THE EXERCISE
In the listing below, locate the line containing "[point] every instance of the tall tree"; reproduce that line and all lines that follow it, unchanged.

Point labeling dataset excerpts
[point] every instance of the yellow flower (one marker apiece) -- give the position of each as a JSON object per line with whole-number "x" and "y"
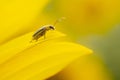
{"x": 22, "y": 60}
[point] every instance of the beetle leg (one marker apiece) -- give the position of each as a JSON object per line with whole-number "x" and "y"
{"x": 44, "y": 36}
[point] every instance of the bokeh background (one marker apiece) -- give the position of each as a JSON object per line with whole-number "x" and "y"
{"x": 92, "y": 23}
{"x": 95, "y": 24}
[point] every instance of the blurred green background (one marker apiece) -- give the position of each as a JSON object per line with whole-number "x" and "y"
{"x": 94, "y": 23}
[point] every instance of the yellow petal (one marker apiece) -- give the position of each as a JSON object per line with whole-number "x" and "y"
{"x": 21, "y": 60}
{"x": 17, "y": 16}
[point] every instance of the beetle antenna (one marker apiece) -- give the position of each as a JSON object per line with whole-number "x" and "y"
{"x": 59, "y": 20}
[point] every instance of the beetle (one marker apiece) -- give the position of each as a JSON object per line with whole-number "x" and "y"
{"x": 42, "y": 31}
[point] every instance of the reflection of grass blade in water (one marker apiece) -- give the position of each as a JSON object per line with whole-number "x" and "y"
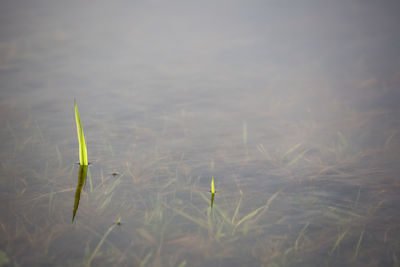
{"x": 82, "y": 144}
{"x": 81, "y": 182}
{"x": 212, "y": 185}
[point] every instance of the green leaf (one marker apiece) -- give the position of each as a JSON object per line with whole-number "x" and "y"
{"x": 212, "y": 185}
{"x": 81, "y": 138}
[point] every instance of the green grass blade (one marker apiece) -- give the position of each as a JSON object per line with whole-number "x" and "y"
{"x": 81, "y": 138}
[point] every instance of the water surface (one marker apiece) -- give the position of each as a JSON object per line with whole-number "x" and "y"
{"x": 291, "y": 107}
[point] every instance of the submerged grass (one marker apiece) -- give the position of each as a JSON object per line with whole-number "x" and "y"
{"x": 280, "y": 206}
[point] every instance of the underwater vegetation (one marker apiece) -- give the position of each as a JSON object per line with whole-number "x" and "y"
{"x": 81, "y": 182}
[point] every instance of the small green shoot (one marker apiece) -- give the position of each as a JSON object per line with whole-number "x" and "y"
{"x": 212, "y": 185}
{"x": 81, "y": 138}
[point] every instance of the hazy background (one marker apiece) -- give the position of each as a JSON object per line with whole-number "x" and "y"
{"x": 312, "y": 50}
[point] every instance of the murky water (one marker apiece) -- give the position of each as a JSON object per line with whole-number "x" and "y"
{"x": 291, "y": 107}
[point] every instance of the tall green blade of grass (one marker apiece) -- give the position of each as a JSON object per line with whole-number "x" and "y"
{"x": 212, "y": 199}
{"x": 81, "y": 138}
{"x": 212, "y": 185}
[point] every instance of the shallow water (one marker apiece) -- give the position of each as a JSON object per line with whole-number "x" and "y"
{"x": 292, "y": 108}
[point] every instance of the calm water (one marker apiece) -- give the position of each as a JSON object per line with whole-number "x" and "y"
{"x": 291, "y": 107}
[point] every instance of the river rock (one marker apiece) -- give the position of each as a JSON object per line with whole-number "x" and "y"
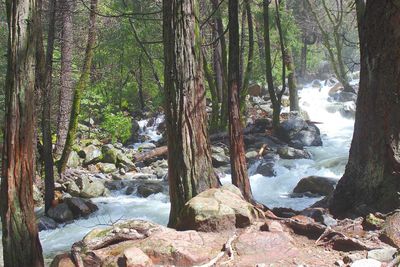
{"x": 316, "y": 185}
{"x": 217, "y": 210}
{"x": 46, "y": 223}
{"x": 288, "y": 152}
{"x": 391, "y": 230}
{"x": 148, "y": 189}
{"x": 61, "y": 213}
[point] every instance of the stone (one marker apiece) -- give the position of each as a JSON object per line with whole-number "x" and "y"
{"x": 366, "y": 263}
{"x": 46, "y": 223}
{"x": 383, "y": 254}
{"x": 106, "y": 167}
{"x": 79, "y": 207}
{"x": 391, "y": 230}
{"x": 135, "y": 257}
{"x": 91, "y": 154}
{"x": 93, "y": 189}
{"x": 61, "y": 213}
{"x": 288, "y": 152}
{"x": 73, "y": 160}
{"x": 316, "y": 185}
{"x": 110, "y": 154}
{"x": 148, "y": 189}
{"x": 216, "y": 210}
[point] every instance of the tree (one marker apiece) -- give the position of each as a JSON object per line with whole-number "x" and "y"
{"x": 190, "y": 169}
{"x": 237, "y": 153}
{"x": 80, "y": 87}
{"x": 21, "y": 243}
{"x": 372, "y": 176}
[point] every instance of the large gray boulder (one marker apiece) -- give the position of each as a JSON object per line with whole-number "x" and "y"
{"x": 217, "y": 210}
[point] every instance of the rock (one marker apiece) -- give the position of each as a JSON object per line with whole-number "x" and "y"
{"x": 61, "y": 213}
{"x": 110, "y": 154}
{"x": 106, "y": 167}
{"x": 73, "y": 160}
{"x": 266, "y": 168}
{"x": 298, "y": 133}
{"x": 46, "y": 223}
{"x": 383, "y": 254}
{"x": 148, "y": 189}
{"x": 219, "y": 160}
{"x": 80, "y": 207}
{"x": 316, "y": 185}
{"x": 135, "y": 257}
{"x": 254, "y": 90}
{"x": 217, "y": 210}
{"x": 91, "y": 154}
{"x": 391, "y": 230}
{"x": 93, "y": 189}
{"x": 288, "y": 152}
{"x": 366, "y": 263}
{"x": 73, "y": 189}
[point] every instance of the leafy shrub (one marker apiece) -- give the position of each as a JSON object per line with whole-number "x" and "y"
{"x": 117, "y": 126}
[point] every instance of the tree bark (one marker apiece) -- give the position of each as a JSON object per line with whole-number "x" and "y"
{"x": 190, "y": 168}
{"x": 80, "y": 87}
{"x": 237, "y": 153}
{"x": 21, "y": 245}
{"x": 372, "y": 177}
{"x": 66, "y": 90}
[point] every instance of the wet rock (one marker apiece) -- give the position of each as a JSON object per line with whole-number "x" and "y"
{"x": 61, "y": 213}
{"x": 148, "y": 189}
{"x": 106, "y": 167}
{"x": 288, "y": 152}
{"x": 391, "y": 230}
{"x": 91, "y": 154}
{"x": 80, "y": 207}
{"x": 73, "y": 160}
{"x": 110, "y": 154}
{"x": 46, "y": 223}
{"x": 217, "y": 210}
{"x": 316, "y": 185}
{"x": 383, "y": 254}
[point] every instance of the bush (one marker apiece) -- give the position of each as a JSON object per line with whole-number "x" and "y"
{"x": 117, "y": 126}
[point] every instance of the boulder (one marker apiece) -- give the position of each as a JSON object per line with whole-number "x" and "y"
{"x": 391, "y": 230}
{"x": 93, "y": 189}
{"x": 288, "y": 152}
{"x": 46, "y": 223}
{"x": 91, "y": 154}
{"x": 148, "y": 189}
{"x": 316, "y": 185}
{"x": 216, "y": 210}
{"x": 61, "y": 213}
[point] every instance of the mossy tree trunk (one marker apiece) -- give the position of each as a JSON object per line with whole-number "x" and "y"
{"x": 372, "y": 178}
{"x": 80, "y": 87}
{"x": 190, "y": 168}
{"x": 237, "y": 153}
{"x": 21, "y": 245}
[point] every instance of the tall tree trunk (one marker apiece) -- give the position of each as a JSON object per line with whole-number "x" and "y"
{"x": 190, "y": 169}
{"x": 237, "y": 153}
{"x": 44, "y": 82}
{"x": 372, "y": 176}
{"x": 80, "y": 87}
{"x": 66, "y": 89}
{"x": 21, "y": 245}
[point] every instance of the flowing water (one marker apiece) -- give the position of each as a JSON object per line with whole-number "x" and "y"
{"x": 328, "y": 160}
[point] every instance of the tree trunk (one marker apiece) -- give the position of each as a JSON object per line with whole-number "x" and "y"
{"x": 237, "y": 153}
{"x": 372, "y": 176}
{"x": 21, "y": 245}
{"x": 80, "y": 87}
{"x": 190, "y": 169}
{"x": 66, "y": 89}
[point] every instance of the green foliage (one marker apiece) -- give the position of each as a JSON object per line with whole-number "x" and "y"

ANSWER TO THIS TASK
[point] every instance of the tall tree trunk (one marker apiece) -- give the position of each as a JSON object per line with whole-number "x" and "y"
{"x": 190, "y": 169}
{"x": 237, "y": 153}
{"x": 44, "y": 82}
{"x": 372, "y": 176}
{"x": 80, "y": 87}
{"x": 66, "y": 89}
{"x": 21, "y": 245}
[point] every instance of the flowing water (one marker apiece) -- give the position of each as a JSON object per line with whole-number "x" and "y"
{"x": 328, "y": 160}
[point] every instance of the tree trunk (one marker apiece) -- give the position of each as a JSON object per line with whole-number "x" and "y"
{"x": 237, "y": 153}
{"x": 372, "y": 176}
{"x": 21, "y": 245}
{"x": 80, "y": 87}
{"x": 190, "y": 169}
{"x": 66, "y": 89}
[point] every instance of the green foliage (one marker apiece) -- give the position of each as a JSON object per line with whole-number "x" and "y"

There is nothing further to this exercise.